*Provided passage*.
━━━━━━━━
Families with Children & Homelessness

Homelessness exists when people lack safe, stable, and appropriate places to live. Sheltered and unsheltered people are homeless. People living doubled up or in overcrowded living situations or motels because of inadequate economic resources are included in this definition, as are those living in tents or other temporary enclosures.


Each year between 2—3 million people in the United States experience an episode of homelessness (Caton et al., 2005). The psychological and physical impact of homelessness is a matter of public health concern (Schnazer, Dominguez, Shrout, & Caton, 2007). Psychologists as clinicians, researchers, educators, and advocates must expand and redouble their efforts to end homelessness.

The APA Presidential Task Force on Psychology’s Contribution to End Homelessness, commissioned by James Bray, PhD, during his tenure as APA's president, mission was to identify and address the psychosocial factors and conditions associated with homelessness and define the role of psychologists in ending homelessness.

The overall population of people living without homes, in the United States, can be divided into several subgroups including individual adults; families with children; and unaccompanied youth who have left home, run away, or “aged out” of foster care placements.

Families with children are the fastest growing segment of the homeless population. In 2008, the number of sheltered families rose 9% (US Conference of Mayors, 2009; U.S. HUD, 2009a).

Families with Children

  • On a single night in January 2008, families with children comprised 38% of sheltered and unsheltered people in the United States (U.S. HUD, 2009a).

  • From October 2007 to September 2008, 1.6 million people utilized shelters or transitional housing programs in the United States. Of that population, 516,700 were members of a family unit (U.S. HUD, 2009a)

  •  The average sheltered family was headed by a female with two to three members (U.S. HUD, 2009a).

  • While significant differences can be found in comparisons of families without homes and those in the general population, few differences exist between extremely poor families with housing and those without housing (Culhane et al., 2007; Huntington, Buckner, & Bassuk, 2008).

  • Homelessness itself is a significant stressor for families. Negotiating a maze of bureaucratic agencies, sometimes daily, for housing and food is exhausting for all family members. Dislocation from possessions, neighborhoods, and important attachment figures, such as extended family members and friends, is destabilizing for children and adults alike (Cowan, 2007).

  • Families lose privacy when they enter shelters and are required to adhere to new rules and regulations, which can upset family hierarchies (Friedman, 2000).

  • Poor families are also more likely to live in unsafe neighborhoods, often in conditions that are unhealthy and unsafe (Garbarino, 2001).

Children & School

  • 50% of children without homes are under age 5 (U.S. Conference of Mayors, 2009). A growing number of families experiencing homelessness have school-aged and adolescent children as well.

  • As a result of shelter regulations that bar children over a certain age, especially boys and adolescents of both genders, many older children are not included in census studies.

  • Additionally, the interface between homelessness and child welfare involvement results in many children being separated from parents and then placed in foster care. These children tend not to be reported in census studies of homelessness.

  • Children without homes have greater numbers of school absences, compromising their academic achievement as well as their school adjustment and self-esteem (Masten, Miliotis, Graham-Bermann, Ramirez, & Neeman, 1993).
━━━━━━━━
*Provided information*.
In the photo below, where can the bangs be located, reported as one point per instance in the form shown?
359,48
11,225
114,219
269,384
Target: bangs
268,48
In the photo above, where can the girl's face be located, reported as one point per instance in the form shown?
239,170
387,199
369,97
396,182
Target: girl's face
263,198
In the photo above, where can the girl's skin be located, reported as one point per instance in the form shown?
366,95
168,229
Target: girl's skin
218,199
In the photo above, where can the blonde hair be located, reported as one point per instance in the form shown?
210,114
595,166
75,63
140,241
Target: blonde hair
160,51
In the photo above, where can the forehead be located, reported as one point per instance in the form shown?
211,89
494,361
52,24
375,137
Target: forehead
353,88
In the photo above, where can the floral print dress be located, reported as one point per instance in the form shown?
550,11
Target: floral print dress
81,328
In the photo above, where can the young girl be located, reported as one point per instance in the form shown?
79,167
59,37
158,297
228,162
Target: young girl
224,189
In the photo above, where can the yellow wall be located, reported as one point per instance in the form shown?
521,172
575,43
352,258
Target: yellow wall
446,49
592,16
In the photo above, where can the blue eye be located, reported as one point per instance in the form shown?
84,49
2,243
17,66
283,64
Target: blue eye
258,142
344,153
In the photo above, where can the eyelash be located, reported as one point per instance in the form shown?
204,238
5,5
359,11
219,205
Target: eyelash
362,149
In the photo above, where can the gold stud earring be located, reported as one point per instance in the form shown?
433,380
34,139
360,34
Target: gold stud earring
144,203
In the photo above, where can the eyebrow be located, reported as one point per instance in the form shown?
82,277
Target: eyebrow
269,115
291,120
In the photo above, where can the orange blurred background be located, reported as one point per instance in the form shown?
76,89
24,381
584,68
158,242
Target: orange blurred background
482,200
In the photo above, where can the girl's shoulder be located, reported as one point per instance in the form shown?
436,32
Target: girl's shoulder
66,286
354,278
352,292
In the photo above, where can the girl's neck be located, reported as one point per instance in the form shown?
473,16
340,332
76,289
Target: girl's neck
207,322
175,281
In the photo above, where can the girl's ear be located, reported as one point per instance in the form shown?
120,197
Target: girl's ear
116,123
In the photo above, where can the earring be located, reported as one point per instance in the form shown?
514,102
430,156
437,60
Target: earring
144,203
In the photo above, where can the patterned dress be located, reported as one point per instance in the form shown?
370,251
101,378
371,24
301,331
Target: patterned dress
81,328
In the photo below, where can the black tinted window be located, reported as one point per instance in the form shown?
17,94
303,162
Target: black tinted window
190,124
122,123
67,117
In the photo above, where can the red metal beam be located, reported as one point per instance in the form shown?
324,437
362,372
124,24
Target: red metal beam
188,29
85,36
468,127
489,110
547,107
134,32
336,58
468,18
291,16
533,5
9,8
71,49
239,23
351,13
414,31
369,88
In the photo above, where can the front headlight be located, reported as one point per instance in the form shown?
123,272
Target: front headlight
━━━━━━━━
*Tasks to carry out*.
• A. Duplicate the passage on families and homelessness from "The APA Presidential" up to and including "foster care placements.".
• B. In the passage on families and homelessness, by what percentage did the number of sheltered families rise in 2008?
The items have no connection to the passage on families and homelessness.

*Solutions by task*.
• A.
The APA Presidential Task Force on Psychology’s Contribution to End Homelessness, commissioned by James Bray, PhD, during his tenure as APA's president, mission was to identify and address the psychosocial factors and conditions associated with homelessness and define the role of psychologists in ending homelessness.

The overall population of people living without homes, in the United States, can be divided into several subgroups including individual adults; families with children; and unaccompanied youth who have left home, run away, or “aged out” of foster care placements.

• B. It rose by 9%.